(Data provided)
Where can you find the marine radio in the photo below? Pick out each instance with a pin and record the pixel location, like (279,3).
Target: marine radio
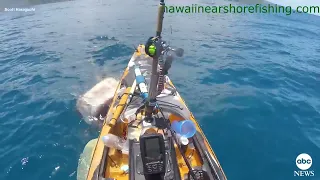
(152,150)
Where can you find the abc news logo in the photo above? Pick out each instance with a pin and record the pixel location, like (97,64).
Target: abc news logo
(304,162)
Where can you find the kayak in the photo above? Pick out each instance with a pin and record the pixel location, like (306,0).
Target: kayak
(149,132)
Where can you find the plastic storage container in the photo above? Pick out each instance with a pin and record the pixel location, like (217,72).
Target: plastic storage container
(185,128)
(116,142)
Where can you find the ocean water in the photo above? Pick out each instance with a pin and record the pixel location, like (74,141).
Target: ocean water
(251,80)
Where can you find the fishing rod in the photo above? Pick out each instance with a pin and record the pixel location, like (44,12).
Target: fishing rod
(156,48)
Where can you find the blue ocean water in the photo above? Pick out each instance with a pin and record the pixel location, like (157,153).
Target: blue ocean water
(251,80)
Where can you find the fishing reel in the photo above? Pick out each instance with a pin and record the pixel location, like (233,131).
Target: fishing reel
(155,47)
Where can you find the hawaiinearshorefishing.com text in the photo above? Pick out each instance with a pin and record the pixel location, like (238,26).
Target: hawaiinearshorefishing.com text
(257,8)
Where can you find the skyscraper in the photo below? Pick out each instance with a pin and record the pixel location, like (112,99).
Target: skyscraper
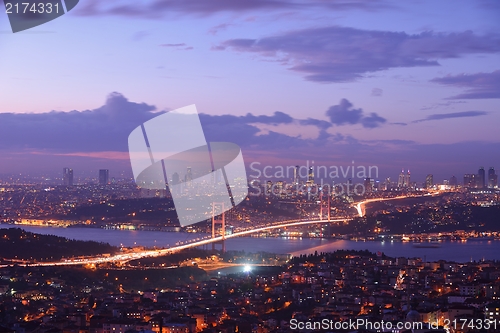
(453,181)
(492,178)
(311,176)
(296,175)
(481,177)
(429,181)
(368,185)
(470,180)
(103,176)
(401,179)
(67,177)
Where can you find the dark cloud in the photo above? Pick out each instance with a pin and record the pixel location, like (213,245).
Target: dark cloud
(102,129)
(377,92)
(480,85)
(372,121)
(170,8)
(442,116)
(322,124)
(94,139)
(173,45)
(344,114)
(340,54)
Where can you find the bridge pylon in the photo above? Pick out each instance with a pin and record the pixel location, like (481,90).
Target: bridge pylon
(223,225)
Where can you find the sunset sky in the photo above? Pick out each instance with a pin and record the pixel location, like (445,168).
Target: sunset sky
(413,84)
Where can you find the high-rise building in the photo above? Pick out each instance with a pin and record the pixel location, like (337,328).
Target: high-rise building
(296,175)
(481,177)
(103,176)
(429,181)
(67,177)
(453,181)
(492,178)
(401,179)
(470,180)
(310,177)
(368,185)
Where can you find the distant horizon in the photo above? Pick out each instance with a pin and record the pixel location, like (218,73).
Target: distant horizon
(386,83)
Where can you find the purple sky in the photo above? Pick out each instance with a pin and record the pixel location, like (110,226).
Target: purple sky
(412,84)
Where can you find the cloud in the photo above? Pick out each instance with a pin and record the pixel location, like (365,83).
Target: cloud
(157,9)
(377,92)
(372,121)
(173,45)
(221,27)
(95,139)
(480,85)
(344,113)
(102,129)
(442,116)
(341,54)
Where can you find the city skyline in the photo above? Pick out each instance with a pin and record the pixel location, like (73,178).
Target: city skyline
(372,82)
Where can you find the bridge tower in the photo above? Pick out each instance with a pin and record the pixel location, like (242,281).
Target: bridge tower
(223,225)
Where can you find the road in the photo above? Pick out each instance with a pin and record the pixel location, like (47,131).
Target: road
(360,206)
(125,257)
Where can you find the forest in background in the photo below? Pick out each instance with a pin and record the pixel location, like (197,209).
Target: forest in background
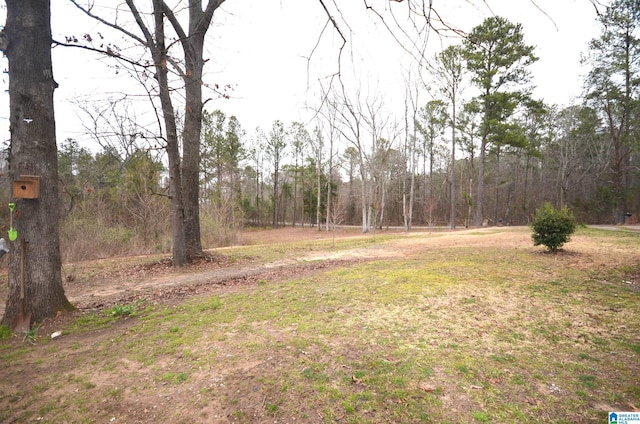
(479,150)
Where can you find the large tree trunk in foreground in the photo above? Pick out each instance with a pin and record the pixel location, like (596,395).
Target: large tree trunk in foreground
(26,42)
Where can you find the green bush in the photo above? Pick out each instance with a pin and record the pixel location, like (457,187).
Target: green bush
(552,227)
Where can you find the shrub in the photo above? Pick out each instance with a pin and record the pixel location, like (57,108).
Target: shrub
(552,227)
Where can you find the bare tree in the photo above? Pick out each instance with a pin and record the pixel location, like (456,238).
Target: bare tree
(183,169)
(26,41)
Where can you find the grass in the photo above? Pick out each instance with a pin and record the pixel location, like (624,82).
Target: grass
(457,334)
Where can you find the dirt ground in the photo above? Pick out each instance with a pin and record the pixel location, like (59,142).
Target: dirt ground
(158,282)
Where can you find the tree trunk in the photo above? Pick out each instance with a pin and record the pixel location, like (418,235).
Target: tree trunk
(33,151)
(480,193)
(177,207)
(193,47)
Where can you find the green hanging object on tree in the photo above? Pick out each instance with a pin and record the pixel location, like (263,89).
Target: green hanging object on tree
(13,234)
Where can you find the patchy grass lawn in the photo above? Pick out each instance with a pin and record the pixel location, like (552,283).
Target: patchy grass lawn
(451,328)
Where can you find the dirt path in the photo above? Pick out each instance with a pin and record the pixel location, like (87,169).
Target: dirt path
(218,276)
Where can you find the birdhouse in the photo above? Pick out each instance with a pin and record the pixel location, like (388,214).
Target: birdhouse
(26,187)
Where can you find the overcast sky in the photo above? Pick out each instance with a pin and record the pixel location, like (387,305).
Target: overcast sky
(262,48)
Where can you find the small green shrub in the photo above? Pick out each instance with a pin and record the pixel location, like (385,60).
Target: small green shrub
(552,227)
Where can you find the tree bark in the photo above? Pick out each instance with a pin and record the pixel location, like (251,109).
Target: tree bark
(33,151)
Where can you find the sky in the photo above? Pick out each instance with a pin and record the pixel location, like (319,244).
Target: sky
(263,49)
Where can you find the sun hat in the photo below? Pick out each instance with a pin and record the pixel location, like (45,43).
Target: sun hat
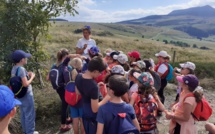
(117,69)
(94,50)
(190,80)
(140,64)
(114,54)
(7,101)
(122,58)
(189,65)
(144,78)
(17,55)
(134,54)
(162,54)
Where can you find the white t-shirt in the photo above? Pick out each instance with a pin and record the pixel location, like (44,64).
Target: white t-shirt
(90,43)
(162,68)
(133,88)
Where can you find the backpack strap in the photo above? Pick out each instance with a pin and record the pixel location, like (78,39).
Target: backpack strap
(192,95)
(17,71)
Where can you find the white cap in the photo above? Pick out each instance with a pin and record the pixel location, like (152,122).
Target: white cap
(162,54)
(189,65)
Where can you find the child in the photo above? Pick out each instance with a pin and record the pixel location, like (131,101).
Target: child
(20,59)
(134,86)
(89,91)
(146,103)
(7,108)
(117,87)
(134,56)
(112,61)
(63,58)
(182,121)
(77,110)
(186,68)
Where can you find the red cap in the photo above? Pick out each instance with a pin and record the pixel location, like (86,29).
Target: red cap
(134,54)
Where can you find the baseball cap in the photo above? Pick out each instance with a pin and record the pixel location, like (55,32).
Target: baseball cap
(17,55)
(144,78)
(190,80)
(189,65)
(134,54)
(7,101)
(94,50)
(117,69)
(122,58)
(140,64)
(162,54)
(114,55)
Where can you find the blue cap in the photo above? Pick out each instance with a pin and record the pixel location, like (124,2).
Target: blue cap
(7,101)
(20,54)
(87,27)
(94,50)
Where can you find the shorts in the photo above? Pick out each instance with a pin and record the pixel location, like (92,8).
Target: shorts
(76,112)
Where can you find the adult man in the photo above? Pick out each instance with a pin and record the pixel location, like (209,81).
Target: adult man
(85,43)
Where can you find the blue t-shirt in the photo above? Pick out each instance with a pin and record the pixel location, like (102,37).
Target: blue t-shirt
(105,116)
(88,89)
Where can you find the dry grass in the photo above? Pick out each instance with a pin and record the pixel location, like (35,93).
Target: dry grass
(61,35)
(End Data provided)
**To do**: The required answer is the exact run of lines above starting at the line with "Target: tree bark" and ending at the line with "Where can you find the sun hat", with both ends present.

**Answer**:
Target: tree bark
(33,151)
Where can you find the sky in the photo above? Pick out each instance with a pin and record the pixel location, like (319,244).
Target: sky
(263,49)
Where can you find the sun hat in the photo below? Pick out each instance with a pin and record the pixel location, like (45,43).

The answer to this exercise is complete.